**Items listed in a dataset:**
_ _ _ _ _
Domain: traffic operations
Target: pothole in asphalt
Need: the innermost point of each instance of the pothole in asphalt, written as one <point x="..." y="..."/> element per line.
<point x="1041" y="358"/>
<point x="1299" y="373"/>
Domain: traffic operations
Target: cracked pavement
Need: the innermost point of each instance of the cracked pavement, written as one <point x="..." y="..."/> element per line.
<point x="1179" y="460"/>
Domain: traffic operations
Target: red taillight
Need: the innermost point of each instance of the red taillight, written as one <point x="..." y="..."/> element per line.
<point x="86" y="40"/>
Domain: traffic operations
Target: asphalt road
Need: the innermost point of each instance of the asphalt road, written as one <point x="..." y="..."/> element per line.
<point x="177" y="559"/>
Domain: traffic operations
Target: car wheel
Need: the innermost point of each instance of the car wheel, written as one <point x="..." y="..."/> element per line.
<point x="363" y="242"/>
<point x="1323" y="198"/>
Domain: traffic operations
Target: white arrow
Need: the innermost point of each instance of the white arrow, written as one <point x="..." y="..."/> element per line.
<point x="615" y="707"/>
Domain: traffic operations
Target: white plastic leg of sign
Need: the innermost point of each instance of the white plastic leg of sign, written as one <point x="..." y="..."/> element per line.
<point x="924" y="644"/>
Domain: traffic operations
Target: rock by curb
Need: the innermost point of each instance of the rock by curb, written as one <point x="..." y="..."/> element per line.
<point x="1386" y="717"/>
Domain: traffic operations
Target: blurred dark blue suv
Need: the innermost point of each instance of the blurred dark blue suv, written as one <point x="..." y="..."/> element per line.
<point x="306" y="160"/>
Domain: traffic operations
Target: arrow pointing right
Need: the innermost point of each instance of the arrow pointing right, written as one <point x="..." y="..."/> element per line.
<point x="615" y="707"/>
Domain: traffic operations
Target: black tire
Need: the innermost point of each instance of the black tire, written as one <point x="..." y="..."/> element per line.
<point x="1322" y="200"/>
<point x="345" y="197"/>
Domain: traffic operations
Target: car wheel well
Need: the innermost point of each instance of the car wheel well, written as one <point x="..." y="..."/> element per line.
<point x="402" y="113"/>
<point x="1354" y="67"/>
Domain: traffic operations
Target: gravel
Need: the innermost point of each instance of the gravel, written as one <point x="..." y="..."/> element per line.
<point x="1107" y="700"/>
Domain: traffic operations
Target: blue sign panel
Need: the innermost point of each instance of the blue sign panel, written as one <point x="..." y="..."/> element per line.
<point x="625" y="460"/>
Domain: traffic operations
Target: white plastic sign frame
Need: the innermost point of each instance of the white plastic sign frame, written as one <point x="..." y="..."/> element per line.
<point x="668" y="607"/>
_ _ _ _ _
Return all the data above once more, precisely as given.

**Solution below:**
Domain: traffic operations
Target: pothole in asphalt
Need: the innermost point of each instance of the pothole in asphalt, written as one <point x="..." y="..."/> element per line.
<point x="1041" y="358"/>
<point x="1299" y="373"/>
Domain: traffic operations
Target: cracked pavement
Need: the innermost point of each instance of the cracked pavement, written as one <point x="..." y="..."/> element per line.
<point x="1179" y="460"/>
Domain: traffic operations
Target: red taillight
Need: the innermost point of each instance of the red taillight, written as one <point x="..." y="..."/> element per line.
<point x="86" y="40"/>
Domain: traffic operations
Target: asphalt road
Need: the innermost point of each instance of the asphalt road, written as one <point x="..." y="..."/> element per line.
<point x="177" y="559"/>
Domain: traffic operations
Target: car wheel
Need: the innermost point of each instance of the car wheel, written as one <point x="..." y="..."/> element per line.
<point x="363" y="242"/>
<point x="1323" y="198"/>
Domain: traffic operations
Target: white arrow
Need: the innermost point of each instance of the white arrow, written as one <point x="..." y="..."/> element per line.
<point x="615" y="707"/>
Domain: traffic operations
Target: white plastic leg of sign
Need: the innermost point of each instance of the white plastic leg of sign, written as one <point x="..." y="..."/> element per line.
<point x="924" y="644"/>
Domain: traffic operations
Target: rock by curb
Need: the innermost point of each instance of the rock by curb, written as one <point x="..." y="..."/> element per line.
<point x="1386" y="717"/>
Domain: traffic operations
Target: blurred dark blue suv
Need: the innermost point of each instance of the blurred dark blue suv, written as one <point x="..." y="..."/> element per line.
<point x="306" y="160"/>
Domain: traffic operations
Target: arrow pointing right
Need: the innermost point of each instance of the arrow pointing right, written as one <point x="..." y="..."/> element per line.
<point x="615" y="707"/>
Domain: traffic operations
Target: black tire
Need: the innermost point of each instance of the black tire, written as one <point x="..." y="..."/> element per line.
<point x="1322" y="200"/>
<point x="345" y="197"/>
Domain: traffic operations
Target: car wheel well
Need: the innermost point of each instance of the car wheel well, written as one <point x="..." y="..."/> element per line.
<point x="402" y="113"/>
<point x="1354" y="67"/>
Domain: traffic operations
Target: gravel
Need: the innermost point of each instance of the gravel, written as one <point x="..." y="..."/> element per line.
<point x="1107" y="700"/>
Domain: traffic operations
Target: blue sign panel
Need: the innermost point of each instance of the blue sign panel, written as one <point x="..." y="..."/> element per line.
<point x="625" y="460"/>
Domain: traffic operations
Target: white plastic sign frame
Need: the innermost point of each instance of the white plastic sign frame, written as one <point x="..." y="..."/> element per line.
<point x="668" y="607"/>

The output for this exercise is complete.